* GOALS *
A – Answer these questions using the seam ripper thread:
(i) What material did corian king first use for the seam rippers?
(ii) How does Red Coin describe the seam rippers sold in stores?
(iii) How many consecutive Saturdays of craft fair sales did W.Y. sign up for?
B – In the seam ripper thread, why does W.Y. hope to cut inventory way down at the craft sales?

* TEXT EXTRACT *
________________

# Had to try my hand at the seam rippers



## corian king (Sep 19, 2010)

Hello All. I had to try my hand at the seam rippers.
As you can see I did some out of corian and most of the ladies really like them.I did have a few ladies that wanted something a little bigger because they have hand problems.So with them in mind I made some out of wood and they really liked them.


----------



## rjwolfe3 (Sep 19, 2010)

Wow those are amazing!


----------



## Jim15 (Sep 19, 2010)

Really nice work.


----------



## kenlicciardello (Sep 19, 2010)

Those are great.  I really like the thicker handles on the wooden on ones.


----------



## jscola (Sep 20, 2010)

What kind of price can you ask for seem rippers?  Thanks,  Joe


----------



## Red Coin (Sep 20, 2010)

Those are really nice, especially the larger size.. the cheesy ones you get in the store are so small and slippery!   I like the wooden ones best, BTW.

Thanks for posting, dee


----------



## corian king (Sep 21, 2010)

Thanks to all for the kind words..
JIM


----------



## Gary Max (Sep 21, 2010)

Jim those look great----I knew you would like making them.
Great shape.


----------



## Skye (Sep 21, 2010)

I gotta look up your tutorial Gary. I've got a craft show at my wife's school coming up in a few months, low buck items will probably do much better than fancy shmancy pens.


----------



## corian king (Sep 21, 2010)

Thanks Gary!! I appreciate the kind words.
JIM


----------



## bitshird (Sep 22, 2010)

Nice job, I actually like the Corian, and I'm not a great fan of Corian, but those look great.


----------



## W.Y. (Sep 24, 2010)

Very nice  work.
I also like the looks of the corian ones. Your work is   actually the nicest  I have ever seen in that particlar style of making them.  Gives me an idea for my large stash of corian pen blanks..

I just signed up for thirteen consecutive Saturdays    of craft fair  sales starting tomorrow  (Sept 25) to Dec 18 . I will see how the seam rippers go in my particular part of the country . I have given half a dozen away already  but this will be the first time displaying them at craft sales. 

Getting  crowded here with over 100 pens and over 50 bowls and platters and segmented vessels  etc   and many dozens of other types of turnings so hopefully I can reduce my inventory way down so I can start the fun of making more  all over again first of the year.

________________

Stored records
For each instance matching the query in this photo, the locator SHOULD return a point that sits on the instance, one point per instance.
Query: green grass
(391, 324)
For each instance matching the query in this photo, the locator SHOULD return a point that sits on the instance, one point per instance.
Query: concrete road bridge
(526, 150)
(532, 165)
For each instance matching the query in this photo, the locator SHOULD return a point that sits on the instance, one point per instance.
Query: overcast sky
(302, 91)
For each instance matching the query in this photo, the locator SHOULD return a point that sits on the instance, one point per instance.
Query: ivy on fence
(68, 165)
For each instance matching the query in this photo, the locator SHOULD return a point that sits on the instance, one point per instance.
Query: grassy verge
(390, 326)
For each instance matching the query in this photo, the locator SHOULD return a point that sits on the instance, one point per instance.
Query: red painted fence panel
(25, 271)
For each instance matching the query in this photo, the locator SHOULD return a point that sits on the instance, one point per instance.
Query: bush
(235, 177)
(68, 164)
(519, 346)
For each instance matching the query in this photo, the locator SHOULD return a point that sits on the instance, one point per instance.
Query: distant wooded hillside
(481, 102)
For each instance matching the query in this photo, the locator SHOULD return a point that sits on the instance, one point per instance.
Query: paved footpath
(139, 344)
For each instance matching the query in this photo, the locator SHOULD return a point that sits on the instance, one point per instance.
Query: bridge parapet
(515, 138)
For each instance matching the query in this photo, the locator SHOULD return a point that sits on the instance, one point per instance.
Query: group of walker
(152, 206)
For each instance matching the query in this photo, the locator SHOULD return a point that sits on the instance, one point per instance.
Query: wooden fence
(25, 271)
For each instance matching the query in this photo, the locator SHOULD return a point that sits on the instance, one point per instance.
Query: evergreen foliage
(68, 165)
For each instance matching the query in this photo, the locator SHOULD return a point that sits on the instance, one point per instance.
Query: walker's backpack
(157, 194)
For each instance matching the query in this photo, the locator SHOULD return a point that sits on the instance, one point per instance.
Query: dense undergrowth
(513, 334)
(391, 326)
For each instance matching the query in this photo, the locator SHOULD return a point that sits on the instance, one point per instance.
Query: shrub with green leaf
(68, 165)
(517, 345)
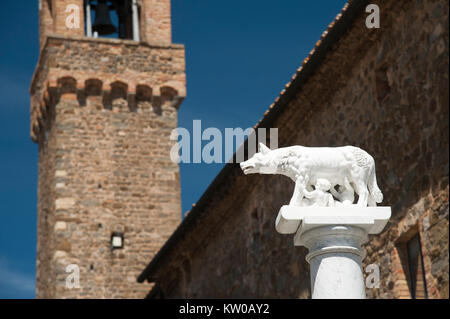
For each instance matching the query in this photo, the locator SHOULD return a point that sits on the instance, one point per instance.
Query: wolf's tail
(376, 193)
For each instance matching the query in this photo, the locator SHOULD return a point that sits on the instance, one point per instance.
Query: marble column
(334, 236)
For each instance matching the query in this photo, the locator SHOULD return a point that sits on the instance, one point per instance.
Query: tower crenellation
(102, 110)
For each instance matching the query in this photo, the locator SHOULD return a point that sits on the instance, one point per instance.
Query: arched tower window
(112, 19)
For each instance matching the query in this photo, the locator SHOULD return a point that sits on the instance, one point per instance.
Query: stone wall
(384, 90)
(102, 112)
(155, 25)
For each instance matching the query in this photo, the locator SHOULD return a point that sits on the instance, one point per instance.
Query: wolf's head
(262, 162)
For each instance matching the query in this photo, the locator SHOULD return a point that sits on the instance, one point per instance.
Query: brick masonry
(384, 90)
(102, 111)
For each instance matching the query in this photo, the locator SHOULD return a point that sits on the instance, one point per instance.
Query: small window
(418, 285)
(112, 19)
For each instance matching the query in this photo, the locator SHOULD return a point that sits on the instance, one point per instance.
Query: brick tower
(104, 100)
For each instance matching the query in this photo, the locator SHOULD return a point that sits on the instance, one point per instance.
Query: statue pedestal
(334, 236)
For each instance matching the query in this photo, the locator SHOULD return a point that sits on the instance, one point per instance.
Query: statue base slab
(334, 236)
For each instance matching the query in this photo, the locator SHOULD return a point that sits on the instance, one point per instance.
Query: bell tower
(104, 100)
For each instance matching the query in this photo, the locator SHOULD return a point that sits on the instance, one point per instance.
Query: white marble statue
(323, 176)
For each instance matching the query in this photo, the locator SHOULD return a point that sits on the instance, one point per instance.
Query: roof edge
(331, 36)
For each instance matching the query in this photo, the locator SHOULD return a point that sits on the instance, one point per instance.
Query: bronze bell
(102, 23)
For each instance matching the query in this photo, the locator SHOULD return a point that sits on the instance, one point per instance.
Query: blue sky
(239, 56)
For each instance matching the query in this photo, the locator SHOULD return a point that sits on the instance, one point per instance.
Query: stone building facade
(385, 90)
(102, 111)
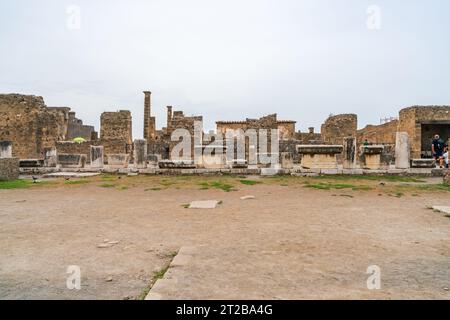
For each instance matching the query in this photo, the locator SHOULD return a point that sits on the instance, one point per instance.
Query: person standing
(437, 148)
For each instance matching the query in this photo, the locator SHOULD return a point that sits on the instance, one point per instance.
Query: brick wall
(30, 125)
(116, 126)
(338, 127)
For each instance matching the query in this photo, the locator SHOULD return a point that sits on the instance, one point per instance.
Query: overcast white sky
(228, 60)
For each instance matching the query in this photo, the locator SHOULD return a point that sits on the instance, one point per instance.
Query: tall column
(147, 113)
(402, 150)
(169, 115)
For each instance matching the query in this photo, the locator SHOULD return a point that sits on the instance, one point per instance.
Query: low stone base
(9, 169)
(447, 178)
(423, 163)
(319, 161)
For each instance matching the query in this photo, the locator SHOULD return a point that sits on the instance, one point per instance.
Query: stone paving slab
(208, 204)
(443, 209)
(72, 174)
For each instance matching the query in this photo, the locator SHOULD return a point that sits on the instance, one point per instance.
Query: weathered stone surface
(338, 127)
(72, 160)
(118, 160)
(140, 153)
(447, 178)
(180, 164)
(116, 126)
(423, 163)
(402, 151)
(50, 157)
(349, 153)
(5, 149)
(287, 160)
(9, 168)
(97, 156)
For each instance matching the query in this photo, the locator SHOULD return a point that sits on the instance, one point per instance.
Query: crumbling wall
(411, 120)
(338, 127)
(9, 169)
(76, 129)
(116, 126)
(30, 124)
(382, 134)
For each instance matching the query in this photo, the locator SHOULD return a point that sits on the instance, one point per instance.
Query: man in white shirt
(445, 155)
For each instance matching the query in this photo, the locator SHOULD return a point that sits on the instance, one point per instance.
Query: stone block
(423, 163)
(120, 160)
(349, 153)
(97, 157)
(72, 160)
(402, 151)
(447, 178)
(9, 169)
(287, 160)
(50, 157)
(140, 153)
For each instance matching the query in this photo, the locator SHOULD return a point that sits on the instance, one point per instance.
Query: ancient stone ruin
(38, 138)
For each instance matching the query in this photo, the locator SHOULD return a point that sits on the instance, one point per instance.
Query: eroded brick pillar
(147, 113)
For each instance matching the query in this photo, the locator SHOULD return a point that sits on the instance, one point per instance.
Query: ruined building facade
(37, 131)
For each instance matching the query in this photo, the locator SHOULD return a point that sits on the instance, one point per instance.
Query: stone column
(5, 149)
(97, 157)
(147, 113)
(51, 157)
(140, 153)
(349, 153)
(169, 116)
(402, 150)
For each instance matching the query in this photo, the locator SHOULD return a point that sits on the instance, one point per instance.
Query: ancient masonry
(33, 135)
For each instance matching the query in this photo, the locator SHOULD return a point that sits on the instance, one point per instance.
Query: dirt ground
(299, 238)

________________

* THE RESULTS *
A –
(i) Corian.
(ii) As cheesy, small and slippery.
(iii) Thirteen, from Sept 25 to Dec 18.

B – W.Y.'s space is getting crowded with over 100 pens, over 50 bowls and platters, segmented vessels and many dozens of other turnings. Selling them off would let W.Y. start the fun of making more all over again at the first of the year.